**Excerpt provided**.
################

Writing to Corinthians Paul says that marriage is a spiritual gift, for the good of the
couple, for the church and for the world to reflect love of God; unconditional love of
God is manifested in the unconditional love of the couple. This makes marriage a
common project, equal commitment expressed in marriage vows; couples promise to
love and honor each other in good times and in bad, in sickness and in health. Couples
become a co-self or joint self; they are distinct but united. This demands putting the
needs of the other before one’s own [or be Christ like]; have the freedom to go deeper
in understanding each others dreams and hopes through reflection and prayer; know
that happiness, well-being in marriage depends on each others’ selfless gift.
Uniqueness of each other is not a matter of conflict but a richness to be embraced
[each others’ talents, job, family, leisure time]. There is unity in marriage, not uniformity.
Unfortunately, there are failed marriages. Couples do not enter marriage for separation
or divorce, however some experience zero chance to restore lost love in marriage.
Catechism says: union in marriage is threatened by discord, domination, jealousy,
spite, infidelity, alcoholism that escalate into hatred and separation. Human nature as it
is, the sailing ship of life together can be at times in rough seas and sinking is a
possibility. Sometimes they forget that the Lord is their to pull them out of the water
from drowning, just as the Lord saved Peter!
A woman says: on their first date, looking at her future husband, she said to herself: O
God, how great thou art! A year after marriage they began fighting over smallest things,
emotions running high, both wanting to be right at the same time. Learning to say sorry
doesn’t come easily or is not said quickly enough or failed to express in different ways:
a smile, a little love note, a cup of tea or simply, I am sorry! In all ups and downs, God
is there through it all; being part of church community, receiving grace through
eucharist, our prayer life, all helping us grow into ever deeper intimacy with each other.

################

**Given information**.
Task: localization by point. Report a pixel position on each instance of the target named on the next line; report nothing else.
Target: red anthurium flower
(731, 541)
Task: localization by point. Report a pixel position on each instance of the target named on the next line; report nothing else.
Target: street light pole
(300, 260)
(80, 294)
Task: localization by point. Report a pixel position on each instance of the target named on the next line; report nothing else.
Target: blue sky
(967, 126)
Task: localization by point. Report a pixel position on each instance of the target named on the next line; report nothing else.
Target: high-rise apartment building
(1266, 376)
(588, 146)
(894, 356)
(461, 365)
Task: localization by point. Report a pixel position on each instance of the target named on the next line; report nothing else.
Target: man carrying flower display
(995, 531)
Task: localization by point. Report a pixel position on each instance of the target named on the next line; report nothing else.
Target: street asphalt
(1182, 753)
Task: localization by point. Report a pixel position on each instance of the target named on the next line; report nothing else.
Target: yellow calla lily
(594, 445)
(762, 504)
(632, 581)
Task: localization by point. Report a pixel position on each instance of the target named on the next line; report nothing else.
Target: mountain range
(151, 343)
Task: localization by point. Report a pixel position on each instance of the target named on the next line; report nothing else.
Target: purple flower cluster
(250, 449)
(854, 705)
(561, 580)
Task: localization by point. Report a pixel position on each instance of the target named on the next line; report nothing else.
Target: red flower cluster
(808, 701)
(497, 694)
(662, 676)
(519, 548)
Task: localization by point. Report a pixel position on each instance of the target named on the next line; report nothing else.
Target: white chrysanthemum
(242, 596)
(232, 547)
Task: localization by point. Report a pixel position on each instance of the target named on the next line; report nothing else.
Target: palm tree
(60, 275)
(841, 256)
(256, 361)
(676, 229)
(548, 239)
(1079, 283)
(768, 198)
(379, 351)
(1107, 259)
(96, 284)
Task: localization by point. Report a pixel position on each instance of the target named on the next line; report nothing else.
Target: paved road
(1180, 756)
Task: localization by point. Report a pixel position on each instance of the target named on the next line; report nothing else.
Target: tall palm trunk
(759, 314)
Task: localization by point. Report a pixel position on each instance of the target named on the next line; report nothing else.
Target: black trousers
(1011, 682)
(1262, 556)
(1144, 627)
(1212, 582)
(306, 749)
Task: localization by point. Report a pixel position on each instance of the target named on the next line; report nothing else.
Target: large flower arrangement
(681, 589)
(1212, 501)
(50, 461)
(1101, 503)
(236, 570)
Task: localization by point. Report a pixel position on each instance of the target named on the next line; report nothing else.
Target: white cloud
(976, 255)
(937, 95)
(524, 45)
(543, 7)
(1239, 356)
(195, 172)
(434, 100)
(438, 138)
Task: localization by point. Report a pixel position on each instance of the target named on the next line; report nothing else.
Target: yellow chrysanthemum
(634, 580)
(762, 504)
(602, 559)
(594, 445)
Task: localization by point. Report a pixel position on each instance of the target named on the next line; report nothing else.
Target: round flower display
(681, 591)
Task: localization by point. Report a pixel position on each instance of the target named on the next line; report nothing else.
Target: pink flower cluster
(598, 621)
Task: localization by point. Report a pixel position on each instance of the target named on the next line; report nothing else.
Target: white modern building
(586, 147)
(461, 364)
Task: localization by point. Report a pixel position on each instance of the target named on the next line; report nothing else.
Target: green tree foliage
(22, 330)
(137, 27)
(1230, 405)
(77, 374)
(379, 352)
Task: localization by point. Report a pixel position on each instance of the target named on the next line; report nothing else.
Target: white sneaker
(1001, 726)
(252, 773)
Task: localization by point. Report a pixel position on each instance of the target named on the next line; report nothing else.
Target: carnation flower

################

**Stated task**.
Reproduce the whole passage on Christian marriage word for word. These records were taken from a separate source.

**In response**.
Writing to Corinthians Paul says that marriage is a spiritual gift, for the good of the
couple, for the church and for the world to reflect love of God; unconditional love of
God is manifested in the unconditional love of the couple. This makes marriage a
common project, equal commitment expressed in marriage vows; couples promise to
love and honor each other in good times and in bad, in sickness and in health. Couples
become a co-self or joint self; they are distinct but united. This demands putting the
needs of the other before one’s own [or be Christ like]; have the freedom to go deeper
in understanding each others dreams and hopes through reflection and prayer; know
that happiness, well-being in marriage depends on each others’ selfless gift.
Uniqueness of each other is not a matter of conflict but a richness to be embraced
[each others’ talents, job, family, leisure time]. There is unity in marriage, not uniformity.
Unfortunately, there are failed marriages. Couples do not enter marriage for separation
or divorce, however some experience zero chance to restore lost love in marriage.
Catechism says: union in marriage is threatened by discord, domination, jealousy,
spite, infidelity, alcoholism that escalate into hatred and separation. Human nature as it
is, the sailing ship of life together can be at times in rough seas and sinking is a
possibility. Sometimes they forget that the Lord is their to pull them out of the water
from drowning, just as the Lord saved Peter!
A woman says: on their first date, looking at her future husband, she said to herself: O
God, how great thou art! A year after marriage they began fighting over smallest things,
emotions running high, both wanting to be right at the same time. Learning to say sorry
doesn’t come easily or is not said quickly enough or failed to express in different ways:
a smile, a little love note, a cup of tea or simply, I am sorry! In all ups and downs, God
is there through it all; being part of church community, receiving grace through
eucharist, our prayer life, all helping us grow into ever deeper intimacy with each other.